Point-per-instance localization data -
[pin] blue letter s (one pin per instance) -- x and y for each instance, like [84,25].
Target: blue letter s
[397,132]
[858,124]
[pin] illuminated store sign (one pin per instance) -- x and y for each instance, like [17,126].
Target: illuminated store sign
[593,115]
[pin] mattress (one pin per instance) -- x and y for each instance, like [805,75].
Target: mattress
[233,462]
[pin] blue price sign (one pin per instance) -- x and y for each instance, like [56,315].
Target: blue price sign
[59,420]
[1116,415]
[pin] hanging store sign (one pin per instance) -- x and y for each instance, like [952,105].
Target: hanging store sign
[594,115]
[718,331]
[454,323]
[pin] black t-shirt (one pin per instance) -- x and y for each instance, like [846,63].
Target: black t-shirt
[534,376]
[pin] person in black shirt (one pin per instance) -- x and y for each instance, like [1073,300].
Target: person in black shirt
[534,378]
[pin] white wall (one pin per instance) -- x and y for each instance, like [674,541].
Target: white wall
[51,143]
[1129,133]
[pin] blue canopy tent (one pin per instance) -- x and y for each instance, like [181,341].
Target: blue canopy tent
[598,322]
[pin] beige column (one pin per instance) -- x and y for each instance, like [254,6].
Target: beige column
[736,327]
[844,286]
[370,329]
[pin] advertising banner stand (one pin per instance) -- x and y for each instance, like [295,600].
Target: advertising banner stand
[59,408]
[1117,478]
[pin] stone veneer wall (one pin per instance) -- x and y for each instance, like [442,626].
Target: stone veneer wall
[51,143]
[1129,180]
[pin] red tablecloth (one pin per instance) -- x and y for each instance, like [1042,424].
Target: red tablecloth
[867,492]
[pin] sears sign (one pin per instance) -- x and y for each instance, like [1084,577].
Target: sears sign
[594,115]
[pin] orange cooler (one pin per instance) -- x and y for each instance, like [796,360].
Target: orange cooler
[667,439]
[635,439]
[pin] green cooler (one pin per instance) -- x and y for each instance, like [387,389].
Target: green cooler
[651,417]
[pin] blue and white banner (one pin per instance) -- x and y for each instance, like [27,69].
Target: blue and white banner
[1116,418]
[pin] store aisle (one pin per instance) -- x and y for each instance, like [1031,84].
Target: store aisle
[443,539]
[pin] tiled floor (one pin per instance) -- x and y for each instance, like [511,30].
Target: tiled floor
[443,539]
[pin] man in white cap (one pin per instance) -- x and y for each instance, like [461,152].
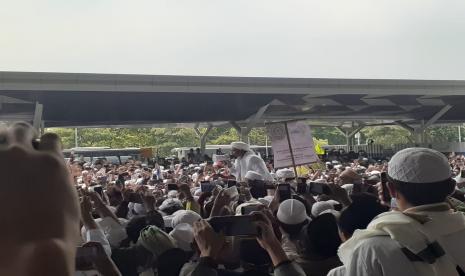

Task instructions -
Set down the data above exactly as written. Omit the pictures.

Solution for this problem -
[pin] blue letter s (one pin per instance) -- x and y for each instance, like [84,25].
Target: blue letter s
[397,132]
[858,124]
[pin] illuminated store sign (one pin per instance) -- x and y for each instance, like [17,126].
Target: illuminated store sign
[593,115]
[pin] mattress (one pin per instance) -- x and y for each instance, like [805,75].
Target: mattress
[233,462]
[pin] blue price sign (one pin per instance) -- x and y for each instance, like [56,315].
Target: blue price sign
[59,420]
[1116,415]
[pin] hanging store sign (one pin per instance) -- x and y for each instance, like [952,105].
Target: hanging store sign
[594,115]
[718,331]
[454,323]
[pin] black t-shirt (one pin per instance) -- x and y for each instance, like [846,63].
Target: black t-shirt
[534,376]
[pin] person in black shirt (one pin per instance) -- x and y for each instance, like [1073,300].
Target: person in black shirt
[534,378]
[pin] white wall (one pin per instance) -- x and y for each instance, like [674,541].
Target: white wall
[51,143]
[1129,133]
[pin] blue canopy tent (one pin per instance) -- x and y for each instance, like [181,341].
Target: blue canopy tent
[598,322]
[pin] beige column (one pin per instance) -- x and y for each instance, like [254,6].
Target: beige column
[736,327]
[844,286]
[370,329]
[pin] advertising banner stand (one pin per instance) -- x and y for each instance, like [295,600].
Target: advertising banner stand
[59,408]
[1117,478]
[pin] stone veneer wall (one pin per instance) -- x and y for each instance, like [442,626].
Target: stone veneer wall
[51,143]
[1129,180]
[pin] red tablecloth (one pin per instance) -- x and y for each instance, like [1042,424].
Target: red tablecloth
[867,492]
[pin] sears sign (one pin per instance) -- x and y for each instance, like [1084,577].
Target: sears sign
[594,115]
[pin] orange cooler (one pin per instance) -- x and y for each instance, like [796,360].
Target: orange cooler
[667,439]
[635,439]
[pin] green cooler (one pin per instance) -- x and y for each instance, like [387,389].
Target: green cooler
[651,417]
[pin] blue and white banner (one pin per instance) -- x and y for each instance, like [27,69].
Target: blue and white banner
[1116,418]
[pin] store aisle (one pin per instance) -- x and y for each instance, like [1031,84].
Target: store aisle
[443,539]
[pin] tiled floor (one pin per instance) -- x and y for each instance, like [511,30].
Target: tiled floor
[443,539]
[pin] man in white cap (one pin per instance) -- x and y for each instance, like [461,152].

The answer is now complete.